The input: Begin

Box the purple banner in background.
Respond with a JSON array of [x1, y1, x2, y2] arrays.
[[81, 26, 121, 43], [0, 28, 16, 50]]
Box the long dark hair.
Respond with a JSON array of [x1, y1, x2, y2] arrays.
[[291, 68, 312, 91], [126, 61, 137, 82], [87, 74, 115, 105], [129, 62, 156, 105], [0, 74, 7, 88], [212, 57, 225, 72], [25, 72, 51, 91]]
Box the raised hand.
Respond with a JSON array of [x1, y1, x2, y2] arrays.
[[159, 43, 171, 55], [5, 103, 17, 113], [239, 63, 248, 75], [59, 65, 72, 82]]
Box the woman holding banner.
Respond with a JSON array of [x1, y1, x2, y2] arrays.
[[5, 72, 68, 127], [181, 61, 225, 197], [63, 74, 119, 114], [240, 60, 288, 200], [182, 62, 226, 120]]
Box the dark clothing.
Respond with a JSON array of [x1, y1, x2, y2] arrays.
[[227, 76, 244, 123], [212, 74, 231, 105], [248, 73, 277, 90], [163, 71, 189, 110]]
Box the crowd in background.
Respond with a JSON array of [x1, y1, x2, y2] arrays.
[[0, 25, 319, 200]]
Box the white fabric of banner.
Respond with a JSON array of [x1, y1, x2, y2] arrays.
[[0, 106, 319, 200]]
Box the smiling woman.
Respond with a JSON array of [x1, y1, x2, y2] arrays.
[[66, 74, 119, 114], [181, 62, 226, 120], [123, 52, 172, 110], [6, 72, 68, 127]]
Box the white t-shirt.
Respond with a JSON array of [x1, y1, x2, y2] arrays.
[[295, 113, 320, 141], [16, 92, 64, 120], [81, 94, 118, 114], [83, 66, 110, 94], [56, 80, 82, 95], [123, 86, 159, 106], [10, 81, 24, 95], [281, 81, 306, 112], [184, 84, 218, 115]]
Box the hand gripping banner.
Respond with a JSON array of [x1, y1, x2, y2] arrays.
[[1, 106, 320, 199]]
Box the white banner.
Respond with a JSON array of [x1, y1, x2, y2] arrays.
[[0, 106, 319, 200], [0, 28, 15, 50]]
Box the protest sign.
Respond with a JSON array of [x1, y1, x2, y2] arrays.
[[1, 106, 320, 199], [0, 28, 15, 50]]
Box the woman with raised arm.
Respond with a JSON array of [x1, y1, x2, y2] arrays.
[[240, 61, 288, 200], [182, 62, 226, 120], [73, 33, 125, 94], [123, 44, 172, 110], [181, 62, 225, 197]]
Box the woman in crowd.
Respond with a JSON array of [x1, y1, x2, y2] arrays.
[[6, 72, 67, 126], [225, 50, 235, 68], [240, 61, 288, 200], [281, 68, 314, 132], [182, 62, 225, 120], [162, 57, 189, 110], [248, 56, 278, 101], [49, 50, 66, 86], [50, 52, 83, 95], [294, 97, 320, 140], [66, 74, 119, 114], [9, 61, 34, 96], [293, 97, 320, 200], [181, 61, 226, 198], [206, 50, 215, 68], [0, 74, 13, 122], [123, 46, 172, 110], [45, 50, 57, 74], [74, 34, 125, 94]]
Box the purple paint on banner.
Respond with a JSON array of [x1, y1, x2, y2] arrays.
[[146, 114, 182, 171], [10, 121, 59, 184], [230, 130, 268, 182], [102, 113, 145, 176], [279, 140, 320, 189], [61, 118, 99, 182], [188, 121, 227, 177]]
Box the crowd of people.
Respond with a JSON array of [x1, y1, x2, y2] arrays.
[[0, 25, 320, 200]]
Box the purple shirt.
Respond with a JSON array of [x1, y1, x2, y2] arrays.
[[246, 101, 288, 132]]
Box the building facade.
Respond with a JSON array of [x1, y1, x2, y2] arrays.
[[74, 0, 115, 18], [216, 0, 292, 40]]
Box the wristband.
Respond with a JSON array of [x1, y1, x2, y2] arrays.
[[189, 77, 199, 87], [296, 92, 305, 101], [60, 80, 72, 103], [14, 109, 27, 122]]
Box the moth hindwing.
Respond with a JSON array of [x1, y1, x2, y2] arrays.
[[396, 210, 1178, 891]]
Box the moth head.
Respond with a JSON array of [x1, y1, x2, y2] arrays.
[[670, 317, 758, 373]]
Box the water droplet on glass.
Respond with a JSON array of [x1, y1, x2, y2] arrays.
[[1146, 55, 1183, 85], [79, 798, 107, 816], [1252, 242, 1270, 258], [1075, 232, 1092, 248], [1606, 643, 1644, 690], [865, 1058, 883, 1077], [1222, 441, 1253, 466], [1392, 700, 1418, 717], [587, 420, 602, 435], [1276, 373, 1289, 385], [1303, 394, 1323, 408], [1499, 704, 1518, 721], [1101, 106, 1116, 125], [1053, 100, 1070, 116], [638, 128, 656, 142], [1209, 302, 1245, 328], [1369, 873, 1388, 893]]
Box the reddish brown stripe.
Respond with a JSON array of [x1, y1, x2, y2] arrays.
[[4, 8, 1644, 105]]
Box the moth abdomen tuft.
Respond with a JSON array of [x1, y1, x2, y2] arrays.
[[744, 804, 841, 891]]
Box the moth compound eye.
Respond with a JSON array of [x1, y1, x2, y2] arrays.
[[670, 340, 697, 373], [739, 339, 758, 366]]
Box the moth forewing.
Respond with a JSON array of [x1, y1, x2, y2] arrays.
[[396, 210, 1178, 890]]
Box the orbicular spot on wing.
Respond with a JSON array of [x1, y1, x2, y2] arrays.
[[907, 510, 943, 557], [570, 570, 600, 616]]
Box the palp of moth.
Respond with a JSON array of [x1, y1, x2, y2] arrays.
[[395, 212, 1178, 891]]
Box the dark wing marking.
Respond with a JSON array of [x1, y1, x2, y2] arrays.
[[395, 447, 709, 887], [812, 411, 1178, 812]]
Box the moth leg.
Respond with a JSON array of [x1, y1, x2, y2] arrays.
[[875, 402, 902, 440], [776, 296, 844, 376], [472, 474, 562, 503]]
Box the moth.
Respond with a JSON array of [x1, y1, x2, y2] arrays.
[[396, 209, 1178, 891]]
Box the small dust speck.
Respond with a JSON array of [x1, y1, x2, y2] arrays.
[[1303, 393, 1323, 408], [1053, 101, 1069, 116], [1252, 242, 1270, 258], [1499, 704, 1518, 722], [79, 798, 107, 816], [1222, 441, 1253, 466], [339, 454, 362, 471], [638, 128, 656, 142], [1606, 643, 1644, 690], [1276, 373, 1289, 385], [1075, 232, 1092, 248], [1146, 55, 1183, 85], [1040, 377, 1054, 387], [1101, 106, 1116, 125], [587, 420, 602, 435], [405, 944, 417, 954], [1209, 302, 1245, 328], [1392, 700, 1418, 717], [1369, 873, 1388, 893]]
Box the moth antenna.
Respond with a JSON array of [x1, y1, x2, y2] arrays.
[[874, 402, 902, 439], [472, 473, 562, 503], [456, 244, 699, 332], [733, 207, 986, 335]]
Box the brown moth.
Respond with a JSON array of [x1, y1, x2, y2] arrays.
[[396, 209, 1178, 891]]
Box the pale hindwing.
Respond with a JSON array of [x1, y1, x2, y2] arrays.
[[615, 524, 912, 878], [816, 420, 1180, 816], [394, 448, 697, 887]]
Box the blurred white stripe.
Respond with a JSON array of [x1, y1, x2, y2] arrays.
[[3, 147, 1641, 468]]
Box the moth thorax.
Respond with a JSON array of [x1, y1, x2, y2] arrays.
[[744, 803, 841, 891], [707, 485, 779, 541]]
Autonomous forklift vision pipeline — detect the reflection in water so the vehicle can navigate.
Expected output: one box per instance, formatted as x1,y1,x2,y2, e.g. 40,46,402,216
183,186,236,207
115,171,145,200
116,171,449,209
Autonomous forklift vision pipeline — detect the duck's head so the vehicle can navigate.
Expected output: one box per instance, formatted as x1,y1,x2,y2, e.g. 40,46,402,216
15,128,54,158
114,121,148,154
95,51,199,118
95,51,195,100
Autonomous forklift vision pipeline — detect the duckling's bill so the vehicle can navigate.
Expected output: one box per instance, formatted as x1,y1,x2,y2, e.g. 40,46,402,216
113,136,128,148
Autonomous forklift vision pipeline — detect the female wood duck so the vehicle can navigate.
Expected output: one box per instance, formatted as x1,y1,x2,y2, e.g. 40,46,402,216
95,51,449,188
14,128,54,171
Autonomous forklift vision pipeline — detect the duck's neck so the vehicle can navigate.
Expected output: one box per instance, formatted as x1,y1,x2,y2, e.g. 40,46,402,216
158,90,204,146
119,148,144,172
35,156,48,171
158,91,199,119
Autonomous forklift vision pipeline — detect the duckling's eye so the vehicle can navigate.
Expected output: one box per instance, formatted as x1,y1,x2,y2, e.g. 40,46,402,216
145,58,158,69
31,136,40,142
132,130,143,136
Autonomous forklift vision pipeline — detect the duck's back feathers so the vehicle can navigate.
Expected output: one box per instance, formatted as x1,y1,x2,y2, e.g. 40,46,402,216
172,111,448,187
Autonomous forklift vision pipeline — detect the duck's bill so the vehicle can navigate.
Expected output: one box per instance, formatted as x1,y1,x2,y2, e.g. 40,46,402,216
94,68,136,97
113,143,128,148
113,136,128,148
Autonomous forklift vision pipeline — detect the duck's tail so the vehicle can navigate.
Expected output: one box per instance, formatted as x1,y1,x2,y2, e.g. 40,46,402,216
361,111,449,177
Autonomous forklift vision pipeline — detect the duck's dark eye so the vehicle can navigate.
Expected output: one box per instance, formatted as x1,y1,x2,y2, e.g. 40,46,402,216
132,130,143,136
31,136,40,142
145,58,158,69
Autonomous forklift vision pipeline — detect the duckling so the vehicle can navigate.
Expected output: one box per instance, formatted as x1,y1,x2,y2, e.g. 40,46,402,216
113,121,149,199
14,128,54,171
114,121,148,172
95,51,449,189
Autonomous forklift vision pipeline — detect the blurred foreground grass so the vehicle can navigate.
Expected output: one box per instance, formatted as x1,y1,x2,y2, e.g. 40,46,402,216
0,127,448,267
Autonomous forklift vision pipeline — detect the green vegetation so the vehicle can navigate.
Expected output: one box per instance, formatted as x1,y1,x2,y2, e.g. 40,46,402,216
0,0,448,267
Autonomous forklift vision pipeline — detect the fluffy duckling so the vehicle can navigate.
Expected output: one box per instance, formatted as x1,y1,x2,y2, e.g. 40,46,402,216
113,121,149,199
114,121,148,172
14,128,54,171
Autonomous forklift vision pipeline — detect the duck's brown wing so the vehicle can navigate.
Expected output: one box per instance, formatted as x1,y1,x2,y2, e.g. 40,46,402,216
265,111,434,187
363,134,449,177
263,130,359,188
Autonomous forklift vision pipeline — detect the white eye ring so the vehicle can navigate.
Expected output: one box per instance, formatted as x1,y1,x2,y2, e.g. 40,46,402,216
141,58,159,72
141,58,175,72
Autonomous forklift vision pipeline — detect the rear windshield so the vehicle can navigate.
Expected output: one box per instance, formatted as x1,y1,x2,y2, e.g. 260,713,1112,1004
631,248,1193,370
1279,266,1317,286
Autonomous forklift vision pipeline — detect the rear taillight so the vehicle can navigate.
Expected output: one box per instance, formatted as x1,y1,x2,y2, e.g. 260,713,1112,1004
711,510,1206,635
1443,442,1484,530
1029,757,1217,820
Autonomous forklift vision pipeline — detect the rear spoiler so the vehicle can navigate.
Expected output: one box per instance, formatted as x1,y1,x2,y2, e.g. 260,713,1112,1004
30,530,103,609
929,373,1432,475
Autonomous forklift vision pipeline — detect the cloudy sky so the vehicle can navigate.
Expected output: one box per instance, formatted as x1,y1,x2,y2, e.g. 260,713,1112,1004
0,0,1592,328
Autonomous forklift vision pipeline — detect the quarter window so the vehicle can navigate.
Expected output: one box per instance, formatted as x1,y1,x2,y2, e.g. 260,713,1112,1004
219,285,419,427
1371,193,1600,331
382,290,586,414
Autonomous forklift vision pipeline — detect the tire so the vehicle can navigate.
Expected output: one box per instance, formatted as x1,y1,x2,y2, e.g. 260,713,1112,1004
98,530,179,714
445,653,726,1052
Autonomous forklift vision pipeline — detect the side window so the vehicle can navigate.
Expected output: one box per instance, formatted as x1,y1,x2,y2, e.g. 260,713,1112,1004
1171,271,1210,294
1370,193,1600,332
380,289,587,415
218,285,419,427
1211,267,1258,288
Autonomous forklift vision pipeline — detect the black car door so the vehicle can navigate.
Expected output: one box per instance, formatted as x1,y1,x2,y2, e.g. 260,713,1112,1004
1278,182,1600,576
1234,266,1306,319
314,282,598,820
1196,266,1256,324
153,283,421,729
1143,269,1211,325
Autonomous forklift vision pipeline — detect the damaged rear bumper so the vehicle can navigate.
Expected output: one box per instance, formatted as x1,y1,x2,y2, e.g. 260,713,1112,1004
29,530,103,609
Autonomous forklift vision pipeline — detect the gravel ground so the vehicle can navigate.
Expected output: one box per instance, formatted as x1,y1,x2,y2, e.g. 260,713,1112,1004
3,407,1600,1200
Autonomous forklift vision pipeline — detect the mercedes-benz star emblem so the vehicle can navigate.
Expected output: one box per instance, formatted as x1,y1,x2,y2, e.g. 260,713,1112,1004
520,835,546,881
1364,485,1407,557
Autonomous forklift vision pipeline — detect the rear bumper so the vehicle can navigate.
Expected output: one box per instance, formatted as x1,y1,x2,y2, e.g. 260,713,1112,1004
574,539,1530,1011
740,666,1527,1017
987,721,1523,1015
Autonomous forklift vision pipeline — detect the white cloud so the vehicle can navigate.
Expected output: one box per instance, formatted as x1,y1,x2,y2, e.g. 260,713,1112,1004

The input: End

Work to complete
The output should be exactly the lines above from the line containing "Autonomous forklift vision pipeline — detect the duckling so" to the line containing "Autonomous forklift vision pipeline — detect the blurred", inclusive, with no other lines.

Exercise result
Autonomous forklift vision pipeline — detect the duckling so the vehicle can navigate.
Expected output: one box per instance, formatted as x1,y1,x2,y2, e.g. 40,46,402,216
113,121,149,199
14,128,54,171
114,121,148,172
95,51,449,189
Autonomous forklift vision pipeline — detect the blurred foreground grass so the vehicle can navigate.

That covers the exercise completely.